▶ _Records for this exercise_:
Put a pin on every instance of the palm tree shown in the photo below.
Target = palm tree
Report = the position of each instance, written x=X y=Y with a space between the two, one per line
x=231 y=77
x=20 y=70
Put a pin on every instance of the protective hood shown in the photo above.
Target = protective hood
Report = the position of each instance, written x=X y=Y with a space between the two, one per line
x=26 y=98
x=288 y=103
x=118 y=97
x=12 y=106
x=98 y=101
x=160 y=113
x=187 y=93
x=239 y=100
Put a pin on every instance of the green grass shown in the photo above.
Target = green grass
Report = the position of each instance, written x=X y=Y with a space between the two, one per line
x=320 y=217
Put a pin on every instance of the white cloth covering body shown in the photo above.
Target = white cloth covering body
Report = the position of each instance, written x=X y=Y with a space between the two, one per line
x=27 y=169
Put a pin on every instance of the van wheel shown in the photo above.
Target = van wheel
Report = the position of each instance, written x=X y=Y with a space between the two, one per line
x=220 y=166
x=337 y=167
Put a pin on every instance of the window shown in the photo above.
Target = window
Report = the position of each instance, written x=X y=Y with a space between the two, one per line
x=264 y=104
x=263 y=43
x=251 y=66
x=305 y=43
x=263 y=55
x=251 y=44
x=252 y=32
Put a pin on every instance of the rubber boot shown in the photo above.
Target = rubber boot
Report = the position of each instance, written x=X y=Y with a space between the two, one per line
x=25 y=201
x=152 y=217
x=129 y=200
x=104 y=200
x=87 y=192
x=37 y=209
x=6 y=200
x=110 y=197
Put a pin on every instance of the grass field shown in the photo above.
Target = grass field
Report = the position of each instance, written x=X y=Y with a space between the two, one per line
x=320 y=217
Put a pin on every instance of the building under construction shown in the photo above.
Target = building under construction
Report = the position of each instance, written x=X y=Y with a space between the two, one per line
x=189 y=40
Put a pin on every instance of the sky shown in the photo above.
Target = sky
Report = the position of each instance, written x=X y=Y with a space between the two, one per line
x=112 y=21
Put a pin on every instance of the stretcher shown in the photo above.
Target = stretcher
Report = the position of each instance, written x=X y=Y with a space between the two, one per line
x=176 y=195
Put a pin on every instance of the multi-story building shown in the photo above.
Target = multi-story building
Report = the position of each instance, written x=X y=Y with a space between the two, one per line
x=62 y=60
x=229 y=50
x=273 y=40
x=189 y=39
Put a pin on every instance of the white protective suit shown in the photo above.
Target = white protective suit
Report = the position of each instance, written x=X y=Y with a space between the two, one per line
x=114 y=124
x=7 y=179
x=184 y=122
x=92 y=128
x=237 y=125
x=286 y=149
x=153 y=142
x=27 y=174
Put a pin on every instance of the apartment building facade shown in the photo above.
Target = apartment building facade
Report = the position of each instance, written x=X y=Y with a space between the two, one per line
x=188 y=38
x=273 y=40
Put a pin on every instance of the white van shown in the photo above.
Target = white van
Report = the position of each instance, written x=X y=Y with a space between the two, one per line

▶ _Task brief_: Produce an exact repeat of the lines from the one containing "Put a pin on every instance of the rubber" through the last line of the data, and nothing more.

▶ _The completed task_:
Put a pin on every instance of the rubber boot shown in the photo above.
Target = rubber boot
Report = the position of each instance, written x=X y=Y with a space between the two, one per line
x=25 y=201
x=152 y=217
x=129 y=200
x=104 y=200
x=87 y=192
x=37 y=209
x=6 y=200
x=110 y=197
Put a pin on every instance of the grass field shown in the photo above.
Target = grass field
Report = the position of each instance, written x=X y=Y with a space between the two, one per line
x=320 y=217
Put a pin on every instance of the building under construction shown in the photo above.
Target = building under construction
Report = the position of each instance, written x=X y=Y with a space between the two, one per line
x=189 y=40
Put a pin on every instance of the sky shown in the photo above.
Target = sky
Report = the position of each instance, written x=X y=Y with a space between the two, one per line
x=112 y=21
Put a pin on every instance of the stretcher shown in the photo above.
Target = stretcher
Report = the position of each instance, written x=X y=Y with a space between the two, one per line
x=176 y=195
Put a pin on every instance of the multi-story building shown in the photo above.
Target = multi-story building
Report = the position of each instance, written x=X y=Y with a space between the two, one per line
x=62 y=60
x=229 y=50
x=273 y=40
x=189 y=39
Put a pin on every instance of the white protective suit shown in the photo above.
Target = white protective suit
Report = the position of each instance, written x=X y=Y with a space between the two, one per line
x=114 y=124
x=7 y=179
x=184 y=122
x=92 y=128
x=237 y=125
x=286 y=149
x=153 y=142
x=27 y=174
Put a pin on every instance of the apartment building facade shown in the photo above.
Target = apartment building facade
Report = the position of each instance, written x=X y=Y with a space between the two, one per line
x=188 y=38
x=273 y=40
Put a pin on every instance of the white van shown in the photo above.
Target = white van
Report = the position of each instance, written x=X y=Y with a space between the two, one per line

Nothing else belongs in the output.